» **DATA FOR THIS EXERCISE**:
□ □ □ □

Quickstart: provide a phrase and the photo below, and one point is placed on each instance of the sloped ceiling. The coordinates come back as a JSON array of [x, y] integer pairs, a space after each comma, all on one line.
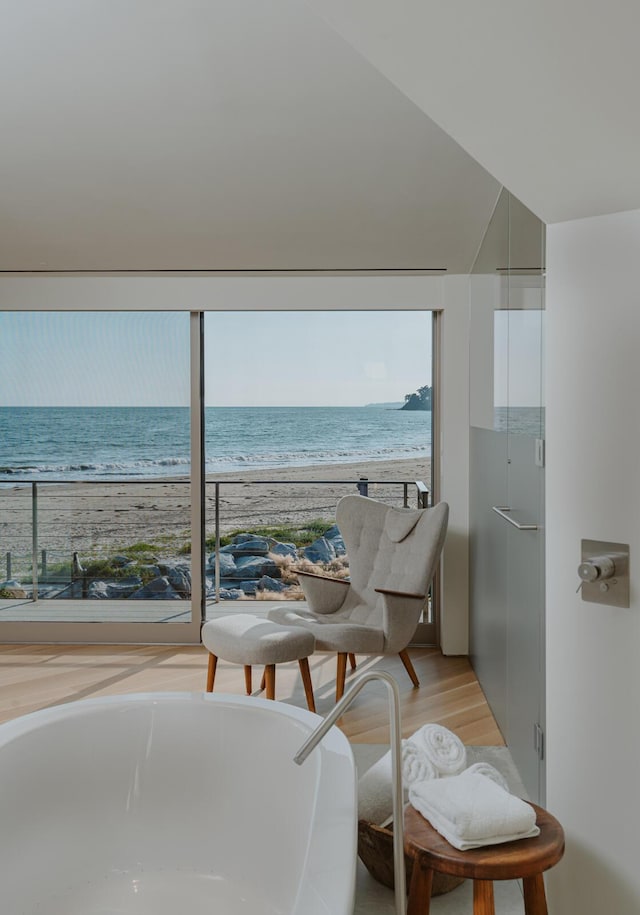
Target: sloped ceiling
[[218, 135], [544, 94]]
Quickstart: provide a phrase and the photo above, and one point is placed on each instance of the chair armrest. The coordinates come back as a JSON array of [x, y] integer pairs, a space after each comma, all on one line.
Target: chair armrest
[[400, 615], [408, 594], [323, 594]]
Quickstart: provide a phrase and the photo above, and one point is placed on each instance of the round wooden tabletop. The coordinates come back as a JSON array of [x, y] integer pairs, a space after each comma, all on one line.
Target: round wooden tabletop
[[506, 861]]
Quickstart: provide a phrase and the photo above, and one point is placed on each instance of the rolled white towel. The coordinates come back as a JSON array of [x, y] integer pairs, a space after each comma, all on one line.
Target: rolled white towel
[[471, 811], [416, 766], [483, 768], [442, 747], [375, 786]]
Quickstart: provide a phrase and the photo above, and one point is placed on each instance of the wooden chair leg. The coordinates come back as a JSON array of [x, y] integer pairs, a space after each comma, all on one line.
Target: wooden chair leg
[[308, 686], [483, 897], [408, 666], [341, 674], [211, 672], [535, 900], [270, 680]]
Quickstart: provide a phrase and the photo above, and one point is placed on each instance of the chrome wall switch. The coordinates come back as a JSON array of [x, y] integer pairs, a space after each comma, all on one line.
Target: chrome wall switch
[[604, 573]]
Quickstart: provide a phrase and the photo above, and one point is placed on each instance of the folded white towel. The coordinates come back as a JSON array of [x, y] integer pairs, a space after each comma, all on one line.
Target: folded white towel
[[442, 747], [483, 768], [471, 811], [375, 786]]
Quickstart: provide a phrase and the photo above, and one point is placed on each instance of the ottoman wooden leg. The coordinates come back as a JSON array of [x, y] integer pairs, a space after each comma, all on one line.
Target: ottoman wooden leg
[[308, 685], [535, 900], [340, 675], [211, 672], [270, 680], [483, 897], [419, 901]]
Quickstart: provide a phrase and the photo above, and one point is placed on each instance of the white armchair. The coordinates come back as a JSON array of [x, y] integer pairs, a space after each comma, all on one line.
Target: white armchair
[[393, 554]]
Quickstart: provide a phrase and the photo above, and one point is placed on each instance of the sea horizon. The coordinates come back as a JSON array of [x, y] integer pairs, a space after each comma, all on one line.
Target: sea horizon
[[64, 443]]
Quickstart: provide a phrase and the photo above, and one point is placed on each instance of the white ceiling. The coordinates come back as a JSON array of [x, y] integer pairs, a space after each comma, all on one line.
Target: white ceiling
[[544, 94], [218, 135]]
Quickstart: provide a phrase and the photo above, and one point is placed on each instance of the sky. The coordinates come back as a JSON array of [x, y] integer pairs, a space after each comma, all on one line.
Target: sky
[[251, 358]]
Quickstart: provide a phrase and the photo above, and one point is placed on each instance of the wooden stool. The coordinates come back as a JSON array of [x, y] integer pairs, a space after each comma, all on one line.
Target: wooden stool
[[524, 859], [246, 639]]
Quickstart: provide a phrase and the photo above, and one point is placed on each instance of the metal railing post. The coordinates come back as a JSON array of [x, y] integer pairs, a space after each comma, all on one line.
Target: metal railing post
[[217, 528], [34, 540]]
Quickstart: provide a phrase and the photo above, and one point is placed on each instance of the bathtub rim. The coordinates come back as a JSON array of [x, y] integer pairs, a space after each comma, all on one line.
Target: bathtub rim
[[314, 896]]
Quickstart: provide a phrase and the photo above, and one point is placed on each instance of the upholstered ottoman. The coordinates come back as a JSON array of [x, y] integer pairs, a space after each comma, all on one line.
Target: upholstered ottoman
[[246, 639]]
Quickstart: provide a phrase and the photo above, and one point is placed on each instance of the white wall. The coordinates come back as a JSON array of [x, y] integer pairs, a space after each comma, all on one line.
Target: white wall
[[593, 491], [195, 292]]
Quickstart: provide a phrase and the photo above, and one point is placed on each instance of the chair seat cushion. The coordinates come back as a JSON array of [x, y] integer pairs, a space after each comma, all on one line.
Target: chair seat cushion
[[247, 639], [331, 631]]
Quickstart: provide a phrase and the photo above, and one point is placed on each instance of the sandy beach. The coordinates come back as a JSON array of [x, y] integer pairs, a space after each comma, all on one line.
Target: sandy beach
[[98, 518]]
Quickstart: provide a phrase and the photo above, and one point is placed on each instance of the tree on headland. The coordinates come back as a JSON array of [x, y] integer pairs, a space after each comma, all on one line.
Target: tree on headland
[[419, 400]]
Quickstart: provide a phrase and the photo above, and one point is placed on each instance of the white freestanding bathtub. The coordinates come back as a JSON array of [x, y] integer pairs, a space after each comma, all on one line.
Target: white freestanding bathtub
[[180, 803]]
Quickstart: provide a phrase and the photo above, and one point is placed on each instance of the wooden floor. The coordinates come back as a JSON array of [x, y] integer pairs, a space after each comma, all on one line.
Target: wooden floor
[[39, 676]]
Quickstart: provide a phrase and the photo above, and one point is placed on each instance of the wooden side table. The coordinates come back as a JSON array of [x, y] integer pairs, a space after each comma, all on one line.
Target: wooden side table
[[525, 859]]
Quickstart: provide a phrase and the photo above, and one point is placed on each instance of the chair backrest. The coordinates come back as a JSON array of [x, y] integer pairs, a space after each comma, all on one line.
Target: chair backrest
[[388, 547]]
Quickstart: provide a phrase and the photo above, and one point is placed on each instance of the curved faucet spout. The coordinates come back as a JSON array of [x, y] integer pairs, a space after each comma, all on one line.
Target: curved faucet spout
[[396, 768]]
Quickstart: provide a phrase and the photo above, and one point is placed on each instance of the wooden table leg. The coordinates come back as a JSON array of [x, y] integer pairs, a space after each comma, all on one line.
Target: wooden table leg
[[211, 672], [483, 897], [270, 680], [419, 902], [308, 686], [535, 899]]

□ □ □ □

» **PROBLEM DESCRIPTION**:
Output, and output only, the lines from the one containing "the chair backrest." through the last line of the data above.

» **SOLUTION**:
Quickstart: provide a phrase and the photo above, and one point is placed on each instance of the chair backrest. The coordinates come back as a JSON array of [x, y] integer pairs, a space after each comma, all on one line.
Target: chair backrest
[[388, 547]]
Quickstart: provide a phrase and the photo above, and one point is placed on each instance of the curved faucet spout. The coordinates come back as a JSON array of [x, y] integer pairs, a space after each comma, all on one line.
Target: curved faucet spout
[[396, 768]]
Quickstart: provide a phrase and the photo above, and one point is placed on each instance of the wooden table leg. The coordinates come back as a JSON array of [x, y] integer pairs, a space after each comma, all on one line.
Target: wooden table leg
[[211, 672], [483, 897], [270, 680], [419, 902], [308, 686], [535, 899]]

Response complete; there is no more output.